▶ _Parts of the exercise_:
1 > Reproduce the passage of the text about dorm-mates between "When I asked" and "she’d been carrying.", inclusive.
2 > Answer these from the text about dorm-mates:
(a) Which country was the last destination of the traveler from the Czech Republic before she flew back home?
(b) What was the answer of the Moroccan in France to the writer's question?
(c) What had been stolen from the traveler from California?

──────── Extract to read ────────

And she had observations too…
“People here are very helpful. Always smiling. Some cheat. But not all of them are like that”
I came up with ‘my question’ a little after my friend had already made her way to Agra. So what would remain as a memory of her for me would be the Xeroxed pages from a guidebook she was roaming with. Why? So she could leave behind the section of the city she had toured and thereby reduce her weight in her backpack! A little less painful than burning pages a la Cheryl Strayed, no?
P.S.: If she ever remembers me, it would be as the ‘Indian Encyclopaedia’ which is what she would call me her for being able to provide some answers to her questions.
The one from the Czech Republic –
She’d been travelling for a year and India was her last destination before she flew back home. For now at least – while she replenished her depleted savings. She’d prolonged her stay in Nepal in an attempt to help out with some of the relief activity there. It had shortened the time and the places she’d visit in India but she was okay with that. She had something of that no-nonsense vibe about her and didn’t shy away from stating her opinions – be it the status of women, politics, religion, solo travel or even careers.
When I asked her my question, she merely took out a paperback she was carrying along with her. It’s a book that had left an imprint on her.
P.S.: Besides her boots, she claimed that that only reason why her backpack was heavy was because of the books she’d been carrying.
The Moroccan in France –
For someone who I couldn’t engage as much with because she stayed in our dorm for just one night we did have conversations across an eclectic range of topics. I respect her for being open and sharing instances from her childhood, the move from Morocco to France and why she feels drawn towards those who are lesser privileged. We also went on to discuss soap ingredients for some reason.
For her, the answer to my question was her stole – the ever so dynamic piece of clothing that can be converted into a head scarf, a sarong or even a light bedsheet when required.
The one from Japan –
She was perhaps the only one I met who wasn’t in the city or the country for that matter merely to travel. She was here to perform – what I think was – a one act play at the Japanese Embassy. She was visiting India for the second time. She shared with me her and her husband’s fondness for mangoes and how in Germany (where she was partly based out of) they were always so expensive.
I was unable to ask her my question too but she’ll be remembered for extending an invitation to me to come watch her performance. And though she moved out of the dorm after the first night, it was very thoughtful of her to leave behind a little note for me right beside my pillow.
The one from California –
She checked in to our dorm no more than 15 minutes before I did and stayed on even after I’d left. In a series of unfortunate events, her debit card had been stolen and she’d been waiting for her bank to send her the replacement. She too had been travelling for the past couple of months and would continue to do so at least for a couple more weeks before she’d head back home.

──────── Given entries ────────

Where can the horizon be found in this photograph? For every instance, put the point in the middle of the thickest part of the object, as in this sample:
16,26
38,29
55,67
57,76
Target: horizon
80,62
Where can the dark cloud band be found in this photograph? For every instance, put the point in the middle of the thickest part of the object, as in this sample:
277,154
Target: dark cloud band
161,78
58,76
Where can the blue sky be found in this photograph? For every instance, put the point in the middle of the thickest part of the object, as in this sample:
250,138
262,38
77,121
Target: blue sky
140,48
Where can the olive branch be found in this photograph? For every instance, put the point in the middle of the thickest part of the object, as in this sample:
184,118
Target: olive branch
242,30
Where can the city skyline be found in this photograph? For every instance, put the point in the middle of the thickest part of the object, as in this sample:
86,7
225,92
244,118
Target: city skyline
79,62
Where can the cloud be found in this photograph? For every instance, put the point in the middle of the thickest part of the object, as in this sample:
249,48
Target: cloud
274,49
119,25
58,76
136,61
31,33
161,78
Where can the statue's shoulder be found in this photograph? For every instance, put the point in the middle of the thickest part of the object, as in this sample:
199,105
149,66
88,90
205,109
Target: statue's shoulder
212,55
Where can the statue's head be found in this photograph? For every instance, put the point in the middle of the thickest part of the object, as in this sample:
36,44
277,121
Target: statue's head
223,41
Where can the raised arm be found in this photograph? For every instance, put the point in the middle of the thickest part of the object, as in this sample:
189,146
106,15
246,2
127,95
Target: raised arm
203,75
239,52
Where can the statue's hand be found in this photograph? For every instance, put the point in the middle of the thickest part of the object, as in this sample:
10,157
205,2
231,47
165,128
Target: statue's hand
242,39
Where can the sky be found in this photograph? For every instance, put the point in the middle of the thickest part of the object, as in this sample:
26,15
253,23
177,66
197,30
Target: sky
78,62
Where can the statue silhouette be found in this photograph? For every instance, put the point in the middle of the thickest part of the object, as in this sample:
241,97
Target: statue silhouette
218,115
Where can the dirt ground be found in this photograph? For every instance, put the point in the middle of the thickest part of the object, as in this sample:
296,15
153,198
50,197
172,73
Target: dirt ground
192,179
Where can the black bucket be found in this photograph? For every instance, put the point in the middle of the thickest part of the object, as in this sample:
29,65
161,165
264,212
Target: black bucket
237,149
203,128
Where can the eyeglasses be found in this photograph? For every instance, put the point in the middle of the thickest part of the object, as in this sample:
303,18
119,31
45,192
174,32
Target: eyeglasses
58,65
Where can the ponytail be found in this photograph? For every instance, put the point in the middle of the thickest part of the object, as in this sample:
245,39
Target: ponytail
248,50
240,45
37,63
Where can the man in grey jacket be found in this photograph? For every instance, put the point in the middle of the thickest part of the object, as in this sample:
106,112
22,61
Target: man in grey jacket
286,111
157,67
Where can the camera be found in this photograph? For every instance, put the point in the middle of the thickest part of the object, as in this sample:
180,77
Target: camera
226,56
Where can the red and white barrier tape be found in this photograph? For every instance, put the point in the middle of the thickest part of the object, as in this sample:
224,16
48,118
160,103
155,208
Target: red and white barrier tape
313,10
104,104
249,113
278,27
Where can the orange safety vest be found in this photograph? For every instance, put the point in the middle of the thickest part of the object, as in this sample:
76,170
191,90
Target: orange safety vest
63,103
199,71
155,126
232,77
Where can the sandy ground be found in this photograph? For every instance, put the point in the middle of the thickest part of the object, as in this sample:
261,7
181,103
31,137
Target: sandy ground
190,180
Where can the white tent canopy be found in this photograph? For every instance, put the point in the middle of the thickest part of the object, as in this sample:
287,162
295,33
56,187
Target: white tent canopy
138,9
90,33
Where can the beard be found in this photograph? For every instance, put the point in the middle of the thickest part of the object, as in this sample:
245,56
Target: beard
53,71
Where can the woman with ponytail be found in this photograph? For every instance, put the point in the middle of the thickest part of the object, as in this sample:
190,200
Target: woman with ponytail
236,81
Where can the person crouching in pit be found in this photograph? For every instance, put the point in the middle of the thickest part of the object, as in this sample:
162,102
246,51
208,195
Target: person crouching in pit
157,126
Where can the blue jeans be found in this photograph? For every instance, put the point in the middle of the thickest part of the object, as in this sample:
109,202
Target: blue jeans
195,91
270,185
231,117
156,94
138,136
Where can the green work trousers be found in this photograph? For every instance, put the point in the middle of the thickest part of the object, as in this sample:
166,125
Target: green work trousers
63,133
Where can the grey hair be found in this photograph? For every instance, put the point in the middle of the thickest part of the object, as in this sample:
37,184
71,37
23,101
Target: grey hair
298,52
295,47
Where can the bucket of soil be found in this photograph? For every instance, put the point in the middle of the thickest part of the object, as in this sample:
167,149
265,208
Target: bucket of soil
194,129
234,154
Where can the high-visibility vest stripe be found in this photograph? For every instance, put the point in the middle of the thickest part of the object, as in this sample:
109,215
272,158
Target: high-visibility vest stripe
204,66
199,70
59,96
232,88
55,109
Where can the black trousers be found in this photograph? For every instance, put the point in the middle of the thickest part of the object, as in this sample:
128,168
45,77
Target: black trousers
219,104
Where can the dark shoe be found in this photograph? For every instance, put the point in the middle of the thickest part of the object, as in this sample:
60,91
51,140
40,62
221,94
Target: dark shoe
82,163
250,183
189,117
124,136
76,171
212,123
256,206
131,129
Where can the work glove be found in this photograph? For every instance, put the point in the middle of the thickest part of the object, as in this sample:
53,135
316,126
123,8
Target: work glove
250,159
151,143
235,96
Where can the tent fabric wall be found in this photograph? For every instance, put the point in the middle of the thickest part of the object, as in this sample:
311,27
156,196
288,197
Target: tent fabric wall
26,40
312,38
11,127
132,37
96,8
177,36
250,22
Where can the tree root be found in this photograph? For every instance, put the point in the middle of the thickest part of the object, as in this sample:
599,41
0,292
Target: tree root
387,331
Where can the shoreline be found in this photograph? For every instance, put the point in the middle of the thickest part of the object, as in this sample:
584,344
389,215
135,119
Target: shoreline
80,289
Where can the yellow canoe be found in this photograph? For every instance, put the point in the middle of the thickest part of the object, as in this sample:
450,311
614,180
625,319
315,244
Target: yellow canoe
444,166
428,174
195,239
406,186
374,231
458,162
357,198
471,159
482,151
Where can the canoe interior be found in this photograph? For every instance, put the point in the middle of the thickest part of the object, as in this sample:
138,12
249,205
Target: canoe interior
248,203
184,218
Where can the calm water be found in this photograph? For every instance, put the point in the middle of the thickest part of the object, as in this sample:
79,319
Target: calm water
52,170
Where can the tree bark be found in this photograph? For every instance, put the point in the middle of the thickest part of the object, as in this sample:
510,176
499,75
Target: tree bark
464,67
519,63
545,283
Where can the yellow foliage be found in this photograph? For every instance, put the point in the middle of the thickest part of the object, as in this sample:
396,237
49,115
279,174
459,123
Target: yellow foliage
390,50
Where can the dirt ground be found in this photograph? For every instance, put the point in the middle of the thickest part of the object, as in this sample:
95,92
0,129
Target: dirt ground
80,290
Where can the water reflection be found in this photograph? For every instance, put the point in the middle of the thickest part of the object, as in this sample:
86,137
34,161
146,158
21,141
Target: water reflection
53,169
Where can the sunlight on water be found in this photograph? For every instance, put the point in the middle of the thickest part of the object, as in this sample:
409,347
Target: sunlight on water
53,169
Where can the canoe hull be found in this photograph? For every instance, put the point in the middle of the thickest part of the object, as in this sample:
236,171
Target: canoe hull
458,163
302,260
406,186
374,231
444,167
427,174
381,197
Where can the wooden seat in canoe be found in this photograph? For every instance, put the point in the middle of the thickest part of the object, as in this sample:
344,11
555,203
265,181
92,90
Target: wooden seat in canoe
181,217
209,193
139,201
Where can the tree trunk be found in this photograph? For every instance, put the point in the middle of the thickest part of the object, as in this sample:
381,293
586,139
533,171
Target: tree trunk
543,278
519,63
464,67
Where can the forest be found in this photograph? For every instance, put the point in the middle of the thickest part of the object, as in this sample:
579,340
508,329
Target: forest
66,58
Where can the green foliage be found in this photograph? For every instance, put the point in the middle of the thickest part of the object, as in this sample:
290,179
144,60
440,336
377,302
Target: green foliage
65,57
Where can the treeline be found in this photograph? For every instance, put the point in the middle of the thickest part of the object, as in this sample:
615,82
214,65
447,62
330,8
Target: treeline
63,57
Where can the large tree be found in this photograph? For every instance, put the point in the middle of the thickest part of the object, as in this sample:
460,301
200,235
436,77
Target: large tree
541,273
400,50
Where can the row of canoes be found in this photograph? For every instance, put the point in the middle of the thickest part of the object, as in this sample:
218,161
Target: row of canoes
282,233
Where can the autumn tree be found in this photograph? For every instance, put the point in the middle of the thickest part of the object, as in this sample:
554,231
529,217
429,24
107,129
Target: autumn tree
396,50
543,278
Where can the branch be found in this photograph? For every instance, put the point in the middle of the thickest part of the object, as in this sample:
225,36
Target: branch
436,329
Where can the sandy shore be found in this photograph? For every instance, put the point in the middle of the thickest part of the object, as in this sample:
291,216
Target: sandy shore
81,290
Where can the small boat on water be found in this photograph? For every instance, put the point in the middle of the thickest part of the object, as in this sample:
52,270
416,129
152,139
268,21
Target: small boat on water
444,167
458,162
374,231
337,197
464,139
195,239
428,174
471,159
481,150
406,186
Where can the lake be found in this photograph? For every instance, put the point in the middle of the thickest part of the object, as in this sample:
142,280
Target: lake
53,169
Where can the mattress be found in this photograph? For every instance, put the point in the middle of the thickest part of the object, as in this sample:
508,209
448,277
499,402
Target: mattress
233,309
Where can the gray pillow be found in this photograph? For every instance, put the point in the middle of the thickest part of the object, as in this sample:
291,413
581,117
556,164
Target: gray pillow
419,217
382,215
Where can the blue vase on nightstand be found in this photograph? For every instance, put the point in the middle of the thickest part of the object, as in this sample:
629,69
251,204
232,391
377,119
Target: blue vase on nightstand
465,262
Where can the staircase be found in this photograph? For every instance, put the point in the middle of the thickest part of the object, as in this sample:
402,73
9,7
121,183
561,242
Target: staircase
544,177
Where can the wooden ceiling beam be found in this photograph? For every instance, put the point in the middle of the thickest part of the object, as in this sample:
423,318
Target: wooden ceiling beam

────────

▶ _Answers for this exercise_:
1 >
When I asked her my question, she merely took out a paperback she was carrying along with her. It’s a book that had left an imprint on her.
P.S.: Besides her boots, she claimed that that only reason why her backpack was heavy was because of the books she’d been carrying.

2 >
(a) India
(b) Her stole
(c) Her debit card